■ Aim: Would you extract the whole listing below and retype it exactly?

■ Dataset content:
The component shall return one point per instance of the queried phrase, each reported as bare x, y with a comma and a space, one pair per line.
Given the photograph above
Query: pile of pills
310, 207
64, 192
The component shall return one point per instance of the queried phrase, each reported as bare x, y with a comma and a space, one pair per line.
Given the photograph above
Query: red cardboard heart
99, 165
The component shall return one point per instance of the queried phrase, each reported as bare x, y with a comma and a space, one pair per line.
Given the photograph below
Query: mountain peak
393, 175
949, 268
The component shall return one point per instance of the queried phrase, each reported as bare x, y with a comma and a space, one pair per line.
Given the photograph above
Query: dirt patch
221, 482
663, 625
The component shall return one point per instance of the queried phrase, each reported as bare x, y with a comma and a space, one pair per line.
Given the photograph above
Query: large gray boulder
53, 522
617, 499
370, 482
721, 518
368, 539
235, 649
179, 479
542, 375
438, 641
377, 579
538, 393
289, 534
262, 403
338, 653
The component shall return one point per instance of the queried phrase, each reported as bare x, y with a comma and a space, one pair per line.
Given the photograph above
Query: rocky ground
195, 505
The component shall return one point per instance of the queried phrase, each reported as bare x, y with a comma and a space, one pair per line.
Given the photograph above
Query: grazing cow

■ Result:
The component shall return one point per instance of the queried phrase, each reported as bare x, y with a comma and a space, one pair per line.
Given the photograph above
Query: pile of pills
310, 207
64, 192
The component shall return one point per instance of the queried phrase, each reported as bare x, y with a comma and a space, one pair per line.
Given the photograph above
Query: red cardboard heart
99, 165
The component shall return one point per instance of the queried phrase, each reported as bare x, y with a comma and a space, one pair per line.
Given the photograph below
Query: mountain peak
393, 175
949, 268
The component shall return one point per instance of the queried phrase, each reported as bare x, y with a comma and a space, one pair per line.
Given the photograph above
Query: dirt patch
221, 482
663, 625
The component shall return one point per instance of the queried phrase, each reported as bare x, y with a comma and a space, one pair per line.
Given the photograph above
Query: large gray boulder
53, 522
617, 499
370, 482
721, 518
368, 539
235, 649
179, 479
542, 375
438, 641
377, 579
538, 393
289, 534
262, 403
338, 653
The component shall return one point per instance of the queried phrase, each reported as bare x, y with a comma and a space, one pair per line.
Given the photograph above
Query: rocky ground
195, 505
The component shall return one point per instance of the queried phrase, each reported as bare x, y with a comma and a space, one pair per line.
Given the photograph above
Query: grazing cow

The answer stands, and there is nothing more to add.